## [Task input]
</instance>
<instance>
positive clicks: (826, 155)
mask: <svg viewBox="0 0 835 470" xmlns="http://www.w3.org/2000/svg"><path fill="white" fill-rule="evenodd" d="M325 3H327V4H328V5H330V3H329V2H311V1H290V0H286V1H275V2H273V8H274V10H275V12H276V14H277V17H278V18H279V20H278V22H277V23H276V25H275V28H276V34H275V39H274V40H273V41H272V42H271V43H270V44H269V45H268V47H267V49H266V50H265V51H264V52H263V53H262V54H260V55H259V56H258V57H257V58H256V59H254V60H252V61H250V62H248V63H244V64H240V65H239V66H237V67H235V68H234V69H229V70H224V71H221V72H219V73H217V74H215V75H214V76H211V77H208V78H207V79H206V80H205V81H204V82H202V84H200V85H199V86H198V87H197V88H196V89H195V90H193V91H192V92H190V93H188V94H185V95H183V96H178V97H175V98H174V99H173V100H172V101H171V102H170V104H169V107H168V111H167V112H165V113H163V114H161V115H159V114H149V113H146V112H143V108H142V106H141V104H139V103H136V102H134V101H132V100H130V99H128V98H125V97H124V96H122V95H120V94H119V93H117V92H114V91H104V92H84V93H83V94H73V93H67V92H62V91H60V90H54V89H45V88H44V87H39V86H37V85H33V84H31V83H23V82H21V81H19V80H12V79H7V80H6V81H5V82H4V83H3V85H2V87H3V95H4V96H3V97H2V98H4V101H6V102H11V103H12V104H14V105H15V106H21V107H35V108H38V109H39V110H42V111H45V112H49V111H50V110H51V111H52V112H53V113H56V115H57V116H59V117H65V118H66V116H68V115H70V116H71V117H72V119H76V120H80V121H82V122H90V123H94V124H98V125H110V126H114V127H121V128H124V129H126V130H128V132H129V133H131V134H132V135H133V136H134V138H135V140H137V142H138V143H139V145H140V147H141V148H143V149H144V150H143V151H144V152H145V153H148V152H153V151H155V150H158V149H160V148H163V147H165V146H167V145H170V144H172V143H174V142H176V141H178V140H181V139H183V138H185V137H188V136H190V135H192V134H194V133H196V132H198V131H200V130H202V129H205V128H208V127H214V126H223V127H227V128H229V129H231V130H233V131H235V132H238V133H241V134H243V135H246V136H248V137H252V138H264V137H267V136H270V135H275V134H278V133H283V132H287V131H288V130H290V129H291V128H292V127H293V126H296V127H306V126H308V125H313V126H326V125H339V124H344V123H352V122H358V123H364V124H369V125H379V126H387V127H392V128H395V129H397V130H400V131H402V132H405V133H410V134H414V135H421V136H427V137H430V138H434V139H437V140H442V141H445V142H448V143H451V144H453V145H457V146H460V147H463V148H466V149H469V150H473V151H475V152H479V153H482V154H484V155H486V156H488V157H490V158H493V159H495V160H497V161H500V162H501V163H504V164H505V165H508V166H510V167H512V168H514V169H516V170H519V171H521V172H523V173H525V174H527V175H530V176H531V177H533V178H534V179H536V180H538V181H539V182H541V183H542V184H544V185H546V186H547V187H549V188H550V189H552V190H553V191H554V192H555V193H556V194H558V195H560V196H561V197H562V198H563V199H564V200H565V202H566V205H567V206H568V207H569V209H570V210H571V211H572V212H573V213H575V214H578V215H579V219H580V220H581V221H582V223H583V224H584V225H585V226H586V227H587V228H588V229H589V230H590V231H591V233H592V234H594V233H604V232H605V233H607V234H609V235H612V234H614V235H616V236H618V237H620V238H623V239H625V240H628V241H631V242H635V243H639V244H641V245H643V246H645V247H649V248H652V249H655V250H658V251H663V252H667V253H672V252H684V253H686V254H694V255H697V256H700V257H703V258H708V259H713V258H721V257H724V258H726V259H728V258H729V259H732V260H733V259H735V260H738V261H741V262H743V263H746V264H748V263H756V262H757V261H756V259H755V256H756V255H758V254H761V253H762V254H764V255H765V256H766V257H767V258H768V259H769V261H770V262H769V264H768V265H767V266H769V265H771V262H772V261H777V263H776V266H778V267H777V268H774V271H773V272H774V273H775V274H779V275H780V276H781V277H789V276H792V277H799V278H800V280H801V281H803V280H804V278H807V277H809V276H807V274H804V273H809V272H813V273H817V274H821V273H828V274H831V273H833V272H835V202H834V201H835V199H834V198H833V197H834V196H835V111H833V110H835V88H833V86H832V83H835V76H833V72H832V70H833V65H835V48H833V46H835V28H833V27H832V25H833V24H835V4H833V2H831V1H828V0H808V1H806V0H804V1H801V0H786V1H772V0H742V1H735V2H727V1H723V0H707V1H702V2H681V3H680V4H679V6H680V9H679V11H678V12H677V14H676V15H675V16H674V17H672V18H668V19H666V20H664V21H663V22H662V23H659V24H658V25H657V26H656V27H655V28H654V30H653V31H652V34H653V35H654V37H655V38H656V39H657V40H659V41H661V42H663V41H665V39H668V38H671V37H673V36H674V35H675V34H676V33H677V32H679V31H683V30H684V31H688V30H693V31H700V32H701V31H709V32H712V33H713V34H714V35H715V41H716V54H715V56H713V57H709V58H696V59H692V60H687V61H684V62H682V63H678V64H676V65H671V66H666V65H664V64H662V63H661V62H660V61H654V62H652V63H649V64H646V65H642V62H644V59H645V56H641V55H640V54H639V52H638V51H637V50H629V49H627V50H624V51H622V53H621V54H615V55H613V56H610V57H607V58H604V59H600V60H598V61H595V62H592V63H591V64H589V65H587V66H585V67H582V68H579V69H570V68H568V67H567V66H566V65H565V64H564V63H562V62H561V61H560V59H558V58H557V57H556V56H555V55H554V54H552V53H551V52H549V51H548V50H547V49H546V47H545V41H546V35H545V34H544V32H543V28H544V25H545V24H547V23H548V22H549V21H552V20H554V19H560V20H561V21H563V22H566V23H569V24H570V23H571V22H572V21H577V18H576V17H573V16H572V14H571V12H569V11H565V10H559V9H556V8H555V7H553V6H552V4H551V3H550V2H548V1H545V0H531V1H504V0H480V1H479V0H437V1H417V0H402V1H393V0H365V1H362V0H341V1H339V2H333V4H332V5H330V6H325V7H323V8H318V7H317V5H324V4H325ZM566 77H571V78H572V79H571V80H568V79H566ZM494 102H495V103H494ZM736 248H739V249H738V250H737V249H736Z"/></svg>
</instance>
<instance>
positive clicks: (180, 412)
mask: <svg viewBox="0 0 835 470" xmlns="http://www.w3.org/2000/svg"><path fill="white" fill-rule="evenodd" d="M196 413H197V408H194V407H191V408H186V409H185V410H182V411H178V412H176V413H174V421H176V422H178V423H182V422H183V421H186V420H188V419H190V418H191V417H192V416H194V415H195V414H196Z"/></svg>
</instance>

## [What the task asks]
Line by line, retype the whole listing exactly.

## [Output for this exercise]
</instance>
<instance>
positive clicks: (826, 155)
mask: <svg viewBox="0 0 835 470" xmlns="http://www.w3.org/2000/svg"><path fill="white" fill-rule="evenodd" d="M325 3H327V4H328V5H330V3H329V2H311V1H290V0H286V1H275V2H273V8H274V10H275V12H276V14H277V17H278V18H279V20H278V22H277V23H276V25H275V28H276V34H275V39H274V40H273V41H272V42H271V43H270V44H269V45H268V47H267V49H266V50H265V51H264V52H263V53H262V54H260V55H259V56H258V57H257V58H256V59H254V60H252V61H250V62H248V63H244V64H240V65H239V66H237V67H235V68H234V69H229V70H224V71H221V72H219V73H217V74H215V75H214V76H211V77H208V78H207V79H206V80H205V81H204V82H202V84H200V85H199V86H198V87H197V88H196V89H195V90H193V91H192V92H190V93H188V94H185V95H183V96H178V97H175V98H174V99H173V100H172V101H171V102H170V104H169V107H168V111H167V112H165V113H163V114H161V115H159V114H149V113H146V112H143V108H142V106H141V104H139V103H136V102H134V101H132V100H130V99H128V98H125V97H124V96H122V95H120V94H119V93H117V92H114V91H104V92H84V93H83V94H73V93H67V92H62V91H60V90H54V89H45V88H44V87H39V86H37V85H33V84H31V83H23V82H21V81H19V80H12V79H7V80H6V81H5V82H4V83H3V85H2V87H3V95H4V96H3V97H2V98H4V101H6V102H11V103H12V104H14V105H15V106H21V107H35V108H38V109H39V110H42V111H45V112H49V111H50V110H51V111H52V112H53V113H56V115H57V116H59V117H65V118H66V116H68V115H70V116H71V117H72V119H76V120H80V121H82V122H90V123H94V124H98V125H110V126H114V127H121V128H124V129H126V130H128V132H129V133H131V134H132V135H133V136H134V138H135V140H137V142H138V143H139V145H140V147H141V148H143V149H144V150H143V151H144V152H145V153H148V152H153V151H155V150H158V149H160V148H163V147H165V146H167V145H170V144H172V143H174V142H176V141H178V140H181V139H183V138H185V137H188V136H190V135H192V134H194V133H196V132H198V131H200V130H202V129H205V128H208V127H214V126H223V127H227V128H229V129H231V130H233V131H235V132H238V133H241V134H243V135H246V136H248V137H252V138H264V137H267V136H270V135H275V134H278V133H283V132H287V131H288V130H290V129H291V128H292V127H293V126H296V127H306V126H308V125H313V126H326V125H339V124H344V123H352V122H358V123H364V124H369V125H379V126H387V127H392V128H395V129H397V130H400V131H402V132H405V133H410V134H414V135H421V136H427V137H430V138H434V139H437V140H442V141H445V142H448V143H451V144H453V145H457V146H460V147H463V148H466V149H469V150H473V151H475V152H479V153H482V154H484V155H486V156H488V157H490V158H493V159H495V160H497V161H500V162H501V163H504V164H505V165H508V166H510V167H512V168H514V169H516V170H519V171H521V172H523V173H525V174H527V175H530V176H531V177H533V178H534V179H536V180H538V181H539V182H541V183H542V184H544V185H546V186H547V187H549V188H550V189H552V190H553V191H554V192H555V193H556V194H558V195H560V196H561V197H562V198H563V199H564V200H565V202H566V205H567V206H568V207H569V209H570V210H571V211H572V212H573V213H575V214H578V215H579V219H580V220H581V221H582V223H583V224H584V225H585V226H586V227H587V228H588V229H589V230H590V231H591V233H592V234H594V233H604V232H605V233H607V234H609V235H612V234H614V235H616V236H618V237H620V238H623V239H625V240H628V241H631V242H635V243H639V244H641V245H643V246H645V247H649V248H652V249H655V250H658V251H663V252H667V253H672V252H684V253H686V254H694V255H697V256H700V257H703V258H708V259H713V258H721V257H724V258H726V259H728V258H729V259H732V260H733V259H735V260H738V261H741V262H743V263H746V264H748V263H756V262H757V261H756V259H755V256H756V255H758V254H761V253H762V254H764V255H765V256H766V257H767V258H768V259H769V261H770V262H769V264H768V265H767V266H769V265H771V262H772V261H777V263H776V266H778V267H777V268H774V271H773V272H774V273H775V274H779V275H780V276H781V277H789V276H792V277H799V278H800V280H801V281H803V280H804V278H807V277H809V276H807V274H804V273H809V272H813V273H817V274H821V273H828V274H831V273H833V272H835V202H834V201H835V199H834V198H833V197H834V196H835V111H833V110H835V88H833V86H832V83H835V76H833V72H832V70H833V65H835V48H833V46H835V28H833V27H832V25H833V24H835V4H833V2H831V1H828V0H808V1H806V0H804V1H801V0H786V1H772V0H742V1H735V2H727V1H723V0H707V1H702V2H681V3H680V4H679V6H680V9H679V11H678V12H677V14H676V15H675V16H674V17H672V18H668V19H666V20H664V21H663V22H662V23H659V24H658V25H657V26H656V27H655V28H654V30H653V31H652V34H653V35H654V37H655V38H656V39H657V40H659V41H661V42H663V41H665V39H668V38H671V37H673V36H674V35H675V34H676V33H677V32H679V31H683V30H684V31H688V30H693V31H700V32H701V31H709V32H712V33H713V34H714V35H715V41H716V54H715V56H713V57H709V58H696V59H692V60H687V61H684V62H682V63H678V64H676V65H671V66H666V65H664V64H662V63H661V62H660V61H654V62H652V63H649V64H646V65H642V62H644V59H645V56H641V55H640V54H639V52H638V51H637V50H629V49H627V50H624V51H622V53H621V54H615V55H613V56H610V57H607V58H604V59H600V60H598V61H595V62H592V63H591V64H589V65H587V66H585V67H582V68H579V69H570V68H568V67H567V66H566V65H565V64H564V63H562V62H561V61H560V59H558V58H557V57H556V56H555V55H554V54H552V53H551V52H549V51H548V50H547V49H546V47H545V41H546V35H545V34H544V32H543V28H544V25H545V24H547V23H548V22H549V21H552V20H554V19H560V20H561V21H563V22H566V23H569V24H570V23H571V22H572V21H577V18H576V17H573V16H572V14H571V12H569V11H565V10H559V9H556V8H555V7H553V6H552V4H551V3H550V2H548V1H545V0H531V1H504V0H480V1H479V0H437V1H417V0H402V1H393V0H365V1H362V0H341V1H339V2H333V4H332V5H330V6H325V7H323V8H318V7H317V5H324V4H325ZM566 77H571V78H572V79H571V80H568V79H566ZM494 102H495V103H494ZM736 248H739V249H738V250H737V249H736Z"/></svg>
</instance>
<instance>
positive clicks: (180, 412)
mask: <svg viewBox="0 0 835 470" xmlns="http://www.w3.org/2000/svg"><path fill="white" fill-rule="evenodd" d="M196 413H197V408H194V407H191V408H186V409H185V410H182V411H178V412H176V413H174V421H176V422H178V423H182V422H183V421H186V420H188V419H190V418H191V417H192V416H194V415H195V414H196Z"/></svg>
</instance>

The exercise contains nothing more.